• **DATA**:

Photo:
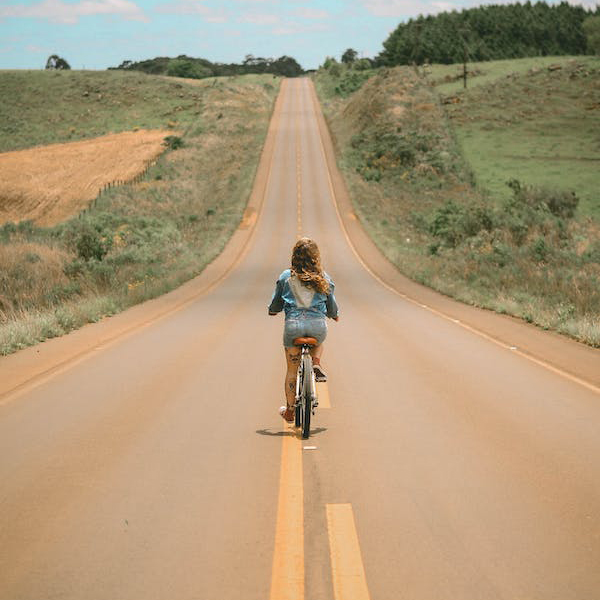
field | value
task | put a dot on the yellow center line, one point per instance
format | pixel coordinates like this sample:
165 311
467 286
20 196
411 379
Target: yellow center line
349 581
298 180
287 577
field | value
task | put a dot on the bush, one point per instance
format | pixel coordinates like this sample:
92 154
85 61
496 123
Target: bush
88 239
173 142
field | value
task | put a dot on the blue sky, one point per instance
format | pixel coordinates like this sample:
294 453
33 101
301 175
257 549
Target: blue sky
96 34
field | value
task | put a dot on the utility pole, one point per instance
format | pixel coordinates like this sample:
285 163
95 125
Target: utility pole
463 34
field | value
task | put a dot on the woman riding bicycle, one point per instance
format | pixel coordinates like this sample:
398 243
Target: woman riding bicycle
305 293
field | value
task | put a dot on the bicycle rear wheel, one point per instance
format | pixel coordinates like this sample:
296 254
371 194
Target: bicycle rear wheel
308 388
298 407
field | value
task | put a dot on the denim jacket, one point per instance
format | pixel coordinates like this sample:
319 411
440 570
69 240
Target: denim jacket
300 301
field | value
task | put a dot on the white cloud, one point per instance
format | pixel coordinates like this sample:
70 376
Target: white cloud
311 13
259 18
192 7
297 28
63 12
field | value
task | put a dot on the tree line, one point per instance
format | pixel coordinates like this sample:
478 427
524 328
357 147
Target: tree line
199 68
489 33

• **WORK REQUIRED**: Reproduce the entire listing above precisely, but keep the images out.

• **SOLUTION TO THIS TASK**:
Photo:
field | value
task | put a dot on the yellow center line, one point per instance
format | pixel coordinates like this sample:
165 311
467 286
20 196
411 379
Target: yellow center line
349 581
298 180
287 577
field | value
task | put a dot on the bush, one point per instance
format | pixel coordinates like this sample:
92 154
85 61
496 123
Target: bush
88 239
173 142
field | value
task | put a dot on the blue sky, one point per instance
format | pixel coordinates like this sample:
294 453
33 101
301 175
257 549
Target: blue sky
96 34
field | value
task | put a dot on the utility pole, one point per instance
format | pixel coordinates like this sample:
285 163
95 125
Target: utility pole
463 34
field | value
task | put a dot on the woman riding bicycle, one point per instance
format | pixel coordinates like this sample:
398 243
Target: woman riding bicycle
305 293
field | value
task | put a dot on the bicycle rear wheel, one point per instance
format | pixel coordinates like this sample:
296 254
371 194
Target: bicycle rear wheel
308 388
298 407
field | value
task | put a dot on the denim jacket, one point per instance
format | pixel coordinates like this sample:
319 411
440 570
69 240
Target: denim jacket
300 301
field | value
task | put a dot on the white cloud, one point per instance
format | pixel coordinates like this sample:
70 376
Target: white cloud
311 13
259 18
192 7
297 28
63 12
field | value
task | put a dot on the tree line, one point per instance
format | pixel coordinates like this sample:
478 427
524 328
357 147
Target: tree line
199 68
489 33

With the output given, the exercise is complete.